** BEGIN The data **

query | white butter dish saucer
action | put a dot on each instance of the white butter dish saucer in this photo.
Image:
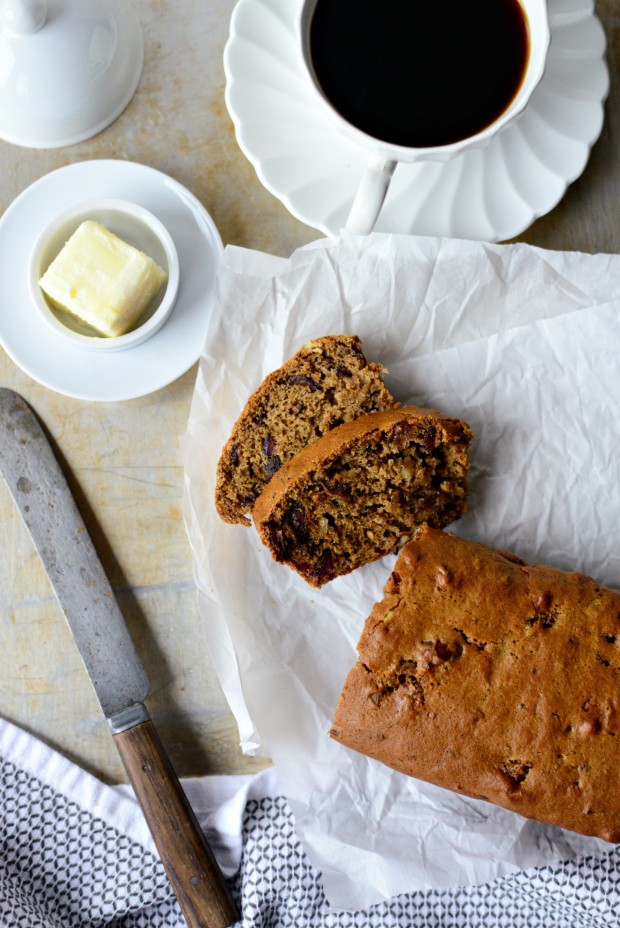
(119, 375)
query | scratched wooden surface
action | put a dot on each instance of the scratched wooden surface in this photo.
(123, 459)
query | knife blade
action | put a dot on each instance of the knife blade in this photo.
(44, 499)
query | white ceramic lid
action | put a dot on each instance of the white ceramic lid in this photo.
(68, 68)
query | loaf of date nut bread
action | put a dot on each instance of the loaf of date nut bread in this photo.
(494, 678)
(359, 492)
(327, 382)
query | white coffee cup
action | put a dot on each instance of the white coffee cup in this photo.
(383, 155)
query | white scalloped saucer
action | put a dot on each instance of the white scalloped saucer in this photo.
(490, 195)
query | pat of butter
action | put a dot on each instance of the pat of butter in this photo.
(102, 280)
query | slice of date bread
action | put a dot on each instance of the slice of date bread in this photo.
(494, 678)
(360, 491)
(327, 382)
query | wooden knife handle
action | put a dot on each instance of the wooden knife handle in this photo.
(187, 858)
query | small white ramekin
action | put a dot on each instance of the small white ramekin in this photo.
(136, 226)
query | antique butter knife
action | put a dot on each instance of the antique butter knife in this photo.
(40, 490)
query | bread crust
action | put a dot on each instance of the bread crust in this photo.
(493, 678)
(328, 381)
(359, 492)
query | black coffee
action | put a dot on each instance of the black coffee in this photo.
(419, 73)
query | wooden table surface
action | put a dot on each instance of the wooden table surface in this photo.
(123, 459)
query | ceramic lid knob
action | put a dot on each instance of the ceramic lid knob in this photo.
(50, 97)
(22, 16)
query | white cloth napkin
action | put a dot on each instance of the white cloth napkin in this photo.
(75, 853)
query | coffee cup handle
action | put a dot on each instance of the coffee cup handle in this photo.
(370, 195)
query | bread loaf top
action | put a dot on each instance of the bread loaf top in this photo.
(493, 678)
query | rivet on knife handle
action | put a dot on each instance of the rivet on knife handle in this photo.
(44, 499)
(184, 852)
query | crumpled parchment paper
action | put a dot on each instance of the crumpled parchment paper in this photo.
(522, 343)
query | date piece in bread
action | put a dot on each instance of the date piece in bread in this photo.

** END The data **

Problem requirements ▸
Could you retype, word for word, everything from the line containing "query | ceramic lid knob" down to the end of the rows?

Result below ▸
query | ceramic lid knob
action | put a dot on each instance of the ceramic lid knob in this photo.
(50, 97)
(22, 16)
query | white cloth napkin
action | put a dot on each instance of the white cloth napkin in this photo.
(75, 853)
query | coffee cup handle
action | put a dot on each instance of the coffee cup handle in this photo.
(370, 195)
query | bread loaf top
action | put a dot on each instance of the bread loaf top in this photo.
(493, 678)
query | rivet on knife handle
action | put a dot on each instance of the rivet on knife handle in this photo.
(44, 499)
(184, 852)
query | crumpled parchment paper
action | put a dot on each instance of the crumpled parchment paper in this photo.
(522, 343)
query | date piece in bread
action | put a dot on each instance of the date piece in bread in this photo.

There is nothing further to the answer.